» **TASK TO CARRY OUT**
The lines to copy from the data below are those that hold the string "wall".

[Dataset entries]
══════════

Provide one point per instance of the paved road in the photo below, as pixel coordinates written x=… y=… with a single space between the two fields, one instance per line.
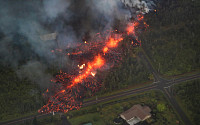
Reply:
x=159 y=84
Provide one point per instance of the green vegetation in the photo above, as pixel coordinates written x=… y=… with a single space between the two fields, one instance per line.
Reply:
x=172 y=40
x=18 y=97
x=105 y=113
x=161 y=107
x=188 y=97
x=131 y=71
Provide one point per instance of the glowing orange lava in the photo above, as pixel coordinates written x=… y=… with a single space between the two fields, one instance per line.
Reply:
x=68 y=89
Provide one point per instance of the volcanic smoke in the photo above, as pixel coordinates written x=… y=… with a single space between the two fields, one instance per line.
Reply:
x=69 y=88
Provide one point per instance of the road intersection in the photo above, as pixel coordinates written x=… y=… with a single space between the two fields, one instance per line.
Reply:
x=159 y=83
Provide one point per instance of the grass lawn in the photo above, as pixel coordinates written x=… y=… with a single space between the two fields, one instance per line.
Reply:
x=105 y=113
x=91 y=117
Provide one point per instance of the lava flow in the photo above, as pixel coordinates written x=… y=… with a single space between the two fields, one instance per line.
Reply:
x=69 y=88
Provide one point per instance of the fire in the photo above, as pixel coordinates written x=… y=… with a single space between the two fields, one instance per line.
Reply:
x=97 y=63
x=68 y=86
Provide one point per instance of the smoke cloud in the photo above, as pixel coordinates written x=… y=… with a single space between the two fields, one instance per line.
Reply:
x=23 y=22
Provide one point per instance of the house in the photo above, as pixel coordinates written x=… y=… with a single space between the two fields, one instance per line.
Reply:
x=136 y=114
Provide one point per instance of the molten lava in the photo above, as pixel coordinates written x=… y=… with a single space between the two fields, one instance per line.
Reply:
x=70 y=88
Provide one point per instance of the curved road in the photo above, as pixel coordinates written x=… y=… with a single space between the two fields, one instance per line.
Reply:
x=159 y=84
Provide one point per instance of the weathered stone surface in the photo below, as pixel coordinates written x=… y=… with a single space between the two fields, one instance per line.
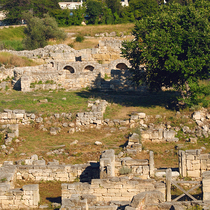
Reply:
x=148 y=197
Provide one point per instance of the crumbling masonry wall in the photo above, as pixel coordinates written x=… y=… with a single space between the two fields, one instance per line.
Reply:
x=27 y=197
x=192 y=163
x=112 y=189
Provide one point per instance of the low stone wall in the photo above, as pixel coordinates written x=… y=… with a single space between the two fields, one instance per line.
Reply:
x=27 y=197
x=108 y=50
x=112 y=189
x=192 y=163
x=64 y=173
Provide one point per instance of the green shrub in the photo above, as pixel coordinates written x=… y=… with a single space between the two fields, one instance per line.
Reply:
x=80 y=38
x=125 y=170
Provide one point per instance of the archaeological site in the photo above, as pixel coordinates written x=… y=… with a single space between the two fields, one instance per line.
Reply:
x=133 y=159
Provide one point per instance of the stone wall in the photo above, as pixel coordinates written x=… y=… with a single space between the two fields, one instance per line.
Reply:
x=53 y=172
x=112 y=189
x=27 y=197
x=107 y=50
x=11 y=198
x=192 y=163
x=71 y=75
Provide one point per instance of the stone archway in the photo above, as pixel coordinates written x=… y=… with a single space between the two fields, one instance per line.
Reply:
x=69 y=68
x=121 y=66
x=89 y=68
x=52 y=64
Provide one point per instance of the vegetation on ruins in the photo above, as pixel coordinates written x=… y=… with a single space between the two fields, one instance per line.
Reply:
x=175 y=48
x=39 y=31
x=15 y=9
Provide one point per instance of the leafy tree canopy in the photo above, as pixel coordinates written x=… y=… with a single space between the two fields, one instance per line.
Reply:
x=143 y=8
x=175 y=47
x=93 y=10
x=39 y=31
x=15 y=8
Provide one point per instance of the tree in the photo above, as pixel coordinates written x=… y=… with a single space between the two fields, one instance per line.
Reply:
x=39 y=31
x=143 y=8
x=175 y=47
x=14 y=9
x=93 y=10
x=114 y=5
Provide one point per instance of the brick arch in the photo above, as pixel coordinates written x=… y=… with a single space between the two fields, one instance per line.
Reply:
x=119 y=64
x=88 y=67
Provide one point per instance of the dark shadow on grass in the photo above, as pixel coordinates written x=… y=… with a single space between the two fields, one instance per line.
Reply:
x=167 y=99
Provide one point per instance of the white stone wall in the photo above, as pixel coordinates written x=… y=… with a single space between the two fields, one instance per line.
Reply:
x=192 y=163
x=27 y=197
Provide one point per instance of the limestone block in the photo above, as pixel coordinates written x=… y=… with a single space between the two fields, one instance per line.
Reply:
x=190 y=157
x=149 y=197
x=206 y=196
x=196 y=164
x=197 y=115
x=194 y=174
x=169 y=134
x=19 y=116
x=39 y=162
x=157 y=134
x=145 y=170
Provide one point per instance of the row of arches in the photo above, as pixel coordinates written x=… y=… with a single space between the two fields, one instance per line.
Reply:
x=119 y=66
x=71 y=69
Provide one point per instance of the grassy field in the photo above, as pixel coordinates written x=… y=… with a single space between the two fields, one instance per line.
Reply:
x=10 y=60
x=35 y=141
x=11 y=38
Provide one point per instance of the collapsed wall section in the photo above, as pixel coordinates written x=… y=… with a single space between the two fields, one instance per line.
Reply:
x=192 y=163
x=112 y=189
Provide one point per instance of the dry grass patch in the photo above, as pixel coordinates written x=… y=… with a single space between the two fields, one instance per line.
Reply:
x=10 y=60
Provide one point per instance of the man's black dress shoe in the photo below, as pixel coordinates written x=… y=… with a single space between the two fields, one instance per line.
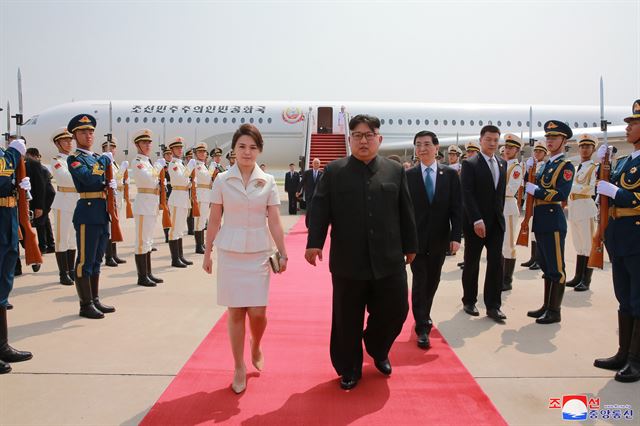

══════════

» **FINISHED TASK**
Provide one point per instance of the crumbling masonry wall in the photo above, as pixel coordinates written x=… y=… with a single space between the two fields, one instance per line.
Provide one point per instance of the low stone wall in the photo above, as pixel coordinates written x=… y=… with a single space between the two fields, one instance per line.
Provide one point per instance of the stone wall in the photo above, as pixel coordinates written x=… y=… with a single space between the two fields, one instance per line.
Provide one point per instance of the white stone wall in the photo above, as pixel coordinates written x=… y=… with a single space between the two fields, one instance per line.
Provide one point per instance of the collapsed wall section in the photo above, as pixel coordinates written x=… y=… with a single space between the two fields, one instance per line.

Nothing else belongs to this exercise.